(Un bloc de données)
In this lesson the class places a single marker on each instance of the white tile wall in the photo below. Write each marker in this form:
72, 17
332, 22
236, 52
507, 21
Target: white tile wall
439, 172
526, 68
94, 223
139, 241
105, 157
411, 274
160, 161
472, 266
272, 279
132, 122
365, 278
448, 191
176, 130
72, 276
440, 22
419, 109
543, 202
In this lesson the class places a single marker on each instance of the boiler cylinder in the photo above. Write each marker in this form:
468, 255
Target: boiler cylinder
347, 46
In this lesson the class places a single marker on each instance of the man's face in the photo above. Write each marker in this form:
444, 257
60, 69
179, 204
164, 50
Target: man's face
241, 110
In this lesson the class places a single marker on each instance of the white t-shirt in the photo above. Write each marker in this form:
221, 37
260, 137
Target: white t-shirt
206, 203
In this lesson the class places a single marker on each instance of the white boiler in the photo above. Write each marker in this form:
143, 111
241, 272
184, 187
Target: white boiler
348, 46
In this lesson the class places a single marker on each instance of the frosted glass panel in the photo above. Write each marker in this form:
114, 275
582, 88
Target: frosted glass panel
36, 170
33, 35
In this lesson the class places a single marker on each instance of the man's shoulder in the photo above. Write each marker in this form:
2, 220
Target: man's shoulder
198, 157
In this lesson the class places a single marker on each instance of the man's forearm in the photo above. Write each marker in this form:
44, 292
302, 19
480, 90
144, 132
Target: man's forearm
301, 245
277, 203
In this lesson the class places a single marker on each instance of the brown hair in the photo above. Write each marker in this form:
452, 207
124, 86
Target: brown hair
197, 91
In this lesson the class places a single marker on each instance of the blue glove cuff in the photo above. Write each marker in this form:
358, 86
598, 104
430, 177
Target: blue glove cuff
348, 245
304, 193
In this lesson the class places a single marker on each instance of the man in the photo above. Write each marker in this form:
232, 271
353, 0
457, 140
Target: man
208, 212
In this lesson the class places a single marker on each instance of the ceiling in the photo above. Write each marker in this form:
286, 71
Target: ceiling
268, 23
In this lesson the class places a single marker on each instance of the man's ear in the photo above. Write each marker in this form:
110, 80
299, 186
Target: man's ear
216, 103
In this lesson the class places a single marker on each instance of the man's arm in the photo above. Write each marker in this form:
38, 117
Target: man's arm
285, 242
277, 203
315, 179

• _Travail demandé_: Ajoutez 60 à chacune des coordonnées figurant dans les réponses, sans modifier les autres nombres, puis recopiez intégralement les lignes du matériel, en commençant par celle qui contient « of the ceiling » et en terminant par la dernière ligne du matériel.

• _Exercice terminé_:
In this lesson the class places a single marker on each instance of the ceiling in the photo above. Write each marker in this form:
286, 71
Target: ceiling
328, 83
In this lesson the class places a single marker on each instance of the man's ear in the photo above. Write each marker in this form:
110, 80
299, 186
Target: man's ear
276, 163
In this lesson the class places a single marker on each instance of the man's arm in the photo above. Write each marker in this form:
38, 117
Target: man's arm
345, 302
337, 263
375, 239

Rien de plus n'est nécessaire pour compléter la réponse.